### Exercise inputs
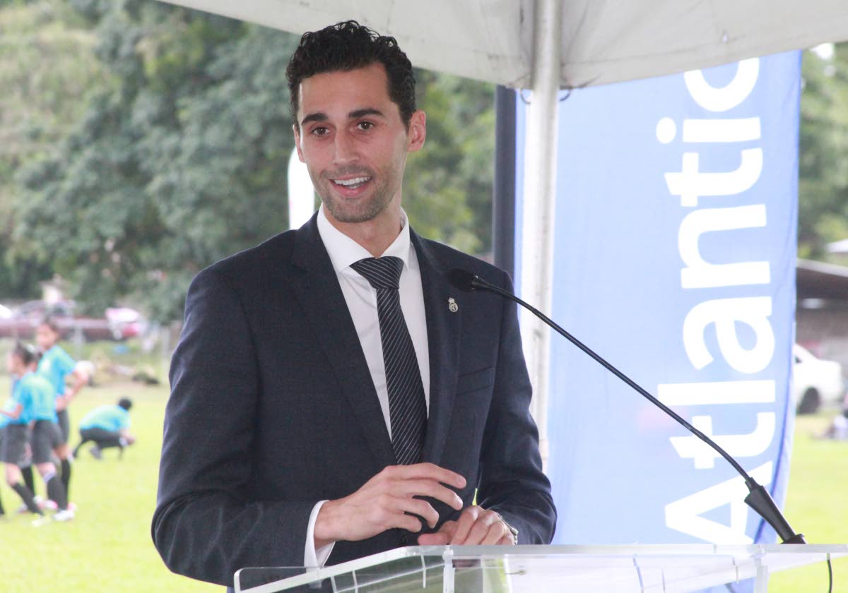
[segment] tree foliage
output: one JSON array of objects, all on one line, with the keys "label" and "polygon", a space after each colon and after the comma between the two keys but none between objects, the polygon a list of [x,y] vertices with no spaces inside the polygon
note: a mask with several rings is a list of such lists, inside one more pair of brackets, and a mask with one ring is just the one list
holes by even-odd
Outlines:
[{"label": "tree foliage", "polygon": [[[92,308],[129,298],[179,319],[194,274],[287,228],[297,37],[146,0],[70,4],[107,75],[60,146],[20,169],[14,252]],[[428,136],[404,207],[422,234],[485,249],[494,89],[419,75]]]},{"label": "tree foliage", "polygon": [[798,252],[823,259],[848,237],[848,43],[805,52],[802,73]]}]

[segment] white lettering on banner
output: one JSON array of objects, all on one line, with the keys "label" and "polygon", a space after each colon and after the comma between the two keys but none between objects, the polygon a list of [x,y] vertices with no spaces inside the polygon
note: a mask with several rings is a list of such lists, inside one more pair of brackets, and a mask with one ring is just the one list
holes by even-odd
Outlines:
[{"label": "white lettering on banner", "polygon": [[686,88],[695,102],[707,111],[729,111],[748,98],[760,75],[760,59],[744,59],[736,66],[736,75],[725,86],[716,88],[704,78],[700,70],[683,75]]},{"label": "white lettering on banner", "polygon": [[[756,428],[747,435],[714,435],[711,416],[693,416],[692,425],[718,443],[732,457],[753,457],[766,452],[774,438],[773,412],[756,415]],[[693,459],[695,469],[711,469],[722,457],[695,435],[672,436],[670,441],[683,459]]]},{"label": "white lettering on banner", "polygon": [[666,185],[672,196],[680,197],[680,205],[695,208],[702,196],[734,196],[750,190],[762,173],[762,149],[748,148],[741,152],[739,169],[722,173],[702,173],[697,152],[683,152],[680,173],[667,173]]},{"label": "white lettering on banner", "polygon": [[[704,341],[704,330],[714,324],[718,348],[728,364],[740,373],[762,371],[774,355],[774,331],[767,319],[771,314],[770,296],[720,298],[695,305],[683,320],[683,347],[689,362],[700,369],[713,361]],[[756,335],[754,347],[750,350],[739,344],[738,321],[750,326]]]},{"label": "white lettering on banner", "polygon": [[680,223],[678,233],[678,248],[686,264],[680,270],[683,287],[768,284],[771,279],[768,262],[710,263],[704,261],[698,248],[698,240],[704,233],[763,226],[766,226],[766,207],[763,204],[695,210],[687,214]]},{"label": "white lettering on banner", "polygon": [[[702,255],[705,246],[711,244],[707,241],[730,241],[737,238],[751,241],[767,224],[766,204],[726,205],[728,197],[741,198],[740,194],[754,187],[763,171],[762,148],[750,146],[762,136],[761,118],[734,118],[725,113],[740,105],[750,95],[759,72],[760,60],[752,58],[739,62],[733,80],[721,87],[711,86],[700,71],[683,75],[695,103],[707,112],[722,114],[713,119],[683,119],[682,141],[685,149],[682,151],[680,170],[664,175],[669,193],[679,197],[682,208],[700,207],[683,217],[678,235],[678,248],[683,262],[680,287],[689,291],[701,291],[704,295],[686,314],[682,327],[686,356],[697,371],[716,362],[716,352],[711,352],[711,347],[721,352],[728,371],[733,369],[745,374],[762,373],[774,357],[775,336],[769,319],[772,297],[750,296],[751,286],[771,284],[768,261],[717,262],[708,261]],[[670,143],[677,133],[678,125],[671,118],[663,118],[657,123],[656,137],[661,142]],[[739,142],[747,142],[748,146],[739,147]],[[699,144],[700,152],[693,150],[693,145]],[[722,153],[731,158],[738,154],[739,167],[733,170],[701,170],[704,151],[708,151],[711,156]],[[706,204],[699,203],[701,197],[725,197],[722,207],[705,208]],[[726,291],[721,295],[715,292],[717,289],[736,286],[748,289],[735,297],[733,295],[727,297]],[[718,298],[719,296],[722,298]],[[711,346],[706,340],[711,327],[716,336],[715,346]],[[757,377],[750,380],[660,385],[657,392],[667,405],[711,407],[694,415],[693,425],[741,460],[762,455],[773,442],[777,428],[773,411],[776,389],[773,377]],[[719,415],[720,407],[739,404],[747,404],[738,408],[739,414],[750,414],[750,424],[743,425],[753,430],[744,434],[714,434],[714,430],[722,432],[714,424],[721,418],[728,421],[726,414]],[[721,456],[698,437],[672,436],[669,441],[677,455],[681,459],[691,460],[696,470],[716,470],[716,459]],[[768,462],[750,474],[761,484],[767,485],[773,479],[772,470],[773,463]],[[725,474],[723,463],[720,471]],[[745,534],[746,494],[747,488],[741,477],[713,484],[666,505],[666,524],[712,543],[750,544],[752,540]],[[730,506],[729,525],[702,516],[724,505]]]},{"label": "white lettering on banner", "polygon": [[760,118],[684,119],[684,142],[745,142],[760,139]]},{"label": "white lettering on banner", "polygon": [[[762,485],[772,483],[772,462],[749,472]],[[666,505],[666,524],[672,529],[714,544],[752,544],[745,532],[748,507],[745,497],[748,489],[742,476],[710,486]],[[730,525],[701,517],[724,505],[730,505]]]}]

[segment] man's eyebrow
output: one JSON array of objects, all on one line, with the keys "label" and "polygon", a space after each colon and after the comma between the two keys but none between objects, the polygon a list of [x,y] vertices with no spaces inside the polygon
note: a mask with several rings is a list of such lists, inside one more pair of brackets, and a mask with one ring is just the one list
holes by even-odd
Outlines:
[{"label": "man's eyebrow", "polygon": [[355,111],[351,111],[348,114],[348,118],[350,119],[356,119],[357,118],[362,118],[365,115],[378,115],[379,117],[384,118],[383,113],[379,109],[375,109],[372,107],[363,108],[362,109],[356,109]]},{"label": "man's eyebrow", "polygon": [[310,114],[301,120],[300,125],[304,126],[306,124],[309,124],[310,121],[326,121],[326,119],[327,119],[326,114],[322,114],[320,112],[317,114]]}]

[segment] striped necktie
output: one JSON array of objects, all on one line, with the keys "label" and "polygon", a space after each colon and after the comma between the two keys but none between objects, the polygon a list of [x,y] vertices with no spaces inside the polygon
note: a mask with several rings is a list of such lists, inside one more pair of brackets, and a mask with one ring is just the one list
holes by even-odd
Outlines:
[{"label": "striped necktie", "polygon": [[412,338],[400,309],[399,286],[404,260],[366,258],[350,267],[377,291],[394,457],[400,465],[417,463],[424,447],[427,402]]}]

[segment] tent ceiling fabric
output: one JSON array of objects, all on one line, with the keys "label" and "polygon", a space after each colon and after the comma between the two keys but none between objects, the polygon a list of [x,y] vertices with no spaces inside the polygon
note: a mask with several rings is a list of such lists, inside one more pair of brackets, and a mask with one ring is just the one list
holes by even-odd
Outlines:
[{"label": "tent ceiling fabric", "polygon": [[[165,0],[293,33],[355,19],[419,67],[530,86],[533,0]],[[563,87],[848,39],[845,0],[562,0]]]}]

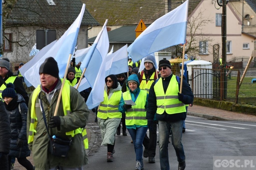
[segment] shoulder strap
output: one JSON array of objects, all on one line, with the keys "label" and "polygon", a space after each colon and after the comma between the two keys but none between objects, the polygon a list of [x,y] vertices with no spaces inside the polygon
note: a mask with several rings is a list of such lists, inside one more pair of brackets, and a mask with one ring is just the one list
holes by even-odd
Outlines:
[{"label": "shoulder strap", "polygon": [[144,71],[142,70],[141,72],[140,76],[140,83],[141,83],[142,81],[142,78],[143,78],[143,74],[144,74]]},{"label": "shoulder strap", "polygon": [[20,103],[19,103],[19,113],[20,114],[20,115],[21,115],[21,109],[20,108]]}]

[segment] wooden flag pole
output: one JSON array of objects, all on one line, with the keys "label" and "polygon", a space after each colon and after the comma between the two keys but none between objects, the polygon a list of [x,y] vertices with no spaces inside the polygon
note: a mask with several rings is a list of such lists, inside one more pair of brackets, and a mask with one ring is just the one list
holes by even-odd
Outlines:
[{"label": "wooden flag pole", "polygon": [[183,54],[182,55],[182,66],[181,68],[181,87],[180,88],[180,93],[182,92],[182,83],[183,83],[183,72],[184,70],[184,57],[185,56],[185,46],[186,44],[183,45]]},{"label": "wooden flag pole", "polygon": [[67,63],[67,66],[66,66],[66,70],[65,70],[65,73],[64,74],[64,77],[63,78],[63,81],[61,83],[61,87],[60,88],[60,90],[59,91],[59,97],[58,98],[58,100],[57,100],[57,104],[56,105],[56,107],[55,108],[55,112],[54,112],[54,114],[53,116],[56,116],[57,115],[57,112],[58,112],[58,109],[59,108],[59,103],[60,102],[60,98],[61,98],[61,93],[62,92],[62,90],[63,89],[63,87],[64,87],[64,85],[65,83],[65,81],[66,80],[66,78],[67,77],[67,74],[68,74],[68,70],[69,68],[69,66],[70,64],[70,60],[71,59],[71,57],[72,56],[72,54],[69,54],[69,59],[68,60],[68,63]]}]

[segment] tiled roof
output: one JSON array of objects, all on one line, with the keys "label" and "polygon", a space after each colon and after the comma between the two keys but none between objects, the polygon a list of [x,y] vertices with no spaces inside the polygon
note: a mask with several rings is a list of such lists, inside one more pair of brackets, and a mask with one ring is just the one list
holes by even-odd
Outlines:
[{"label": "tiled roof", "polygon": [[[150,24],[147,24],[147,27]],[[135,30],[137,26],[123,26],[108,32],[110,43],[129,43],[133,42],[136,38]],[[97,37],[88,39],[88,44],[92,44]]]},{"label": "tiled roof", "polygon": [[256,13],[256,0],[245,0],[254,12]]},{"label": "tiled roof", "polygon": [[[142,19],[151,24],[165,14],[166,0],[81,0],[90,13],[103,25],[137,24]],[[189,0],[188,15],[201,0]],[[171,9],[182,4],[182,0],[172,0]]]},{"label": "tiled roof", "polygon": [[[55,5],[49,5],[47,1],[51,1]],[[82,5],[80,0],[19,0],[8,19],[6,25],[70,25],[77,17]],[[99,23],[86,9],[81,24]]]}]

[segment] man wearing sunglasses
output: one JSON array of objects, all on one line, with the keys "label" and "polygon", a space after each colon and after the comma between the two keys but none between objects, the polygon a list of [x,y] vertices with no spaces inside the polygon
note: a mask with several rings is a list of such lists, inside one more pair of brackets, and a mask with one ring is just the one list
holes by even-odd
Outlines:
[{"label": "man wearing sunglasses", "polygon": [[[148,55],[144,60],[145,68],[137,74],[140,84],[140,88],[141,90],[146,90],[148,94],[151,85],[157,79],[157,74],[159,73],[155,67],[155,57],[151,55]],[[157,138],[156,133],[157,124],[157,120],[155,119],[152,123],[152,128],[149,130],[149,138],[146,134],[143,140],[143,145],[145,147],[143,156],[144,157],[148,157],[149,163],[155,163],[155,156]]]},{"label": "man wearing sunglasses", "polygon": [[161,78],[155,81],[150,89],[147,107],[147,119],[149,129],[152,125],[155,113],[158,120],[159,153],[161,170],[169,170],[168,143],[169,132],[171,129],[171,140],[179,162],[178,169],[186,167],[185,155],[181,138],[183,120],[186,117],[185,104],[192,103],[194,96],[186,81],[182,83],[182,93],[180,93],[180,79],[174,75],[170,62],[159,62]]}]

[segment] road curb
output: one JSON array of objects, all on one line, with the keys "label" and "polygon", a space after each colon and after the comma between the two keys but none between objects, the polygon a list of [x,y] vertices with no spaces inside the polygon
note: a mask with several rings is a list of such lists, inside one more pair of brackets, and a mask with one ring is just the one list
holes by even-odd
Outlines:
[{"label": "road curb", "polygon": [[89,130],[89,132],[88,132],[88,131],[87,130],[87,133],[90,133],[89,139],[88,139],[88,149],[86,150],[86,155],[88,156],[91,150],[93,148],[95,142],[95,140],[96,140],[96,135],[95,133],[93,131],[93,130],[91,129],[89,126],[86,125],[86,130]]},{"label": "road curb", "polygon": [[232,119],[229,119],[228,118],[225,118],[222,117],[220,117],[219,116],[215,116],[210,115],[207,115],[206,114],[202,114],[202,113],[197,113],[196,112],[192,112],[187,111],[187,114],[189,115],[194,116],[196,116],[197,117],[201,117],[203,118],[205,118],[208,119],[210,120],[236,120],[236,121],[243,121],[243,120],[239,120]]}]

### Description of the task
Pull out every line of the listing above that contains the string "segment", treating uppercase and lowercase letters as different.

### Result of this task
[segment] tree foliage
[segment] white lettering on banner
[segment] man's eyebrow
[segment] striped necktie
[segment] tent ceiling fabric
[segment] shoulder strap
[segment] wooden flag pole
[segment] tiled roof
[segment] man wearing sunglasses
[segment] road curb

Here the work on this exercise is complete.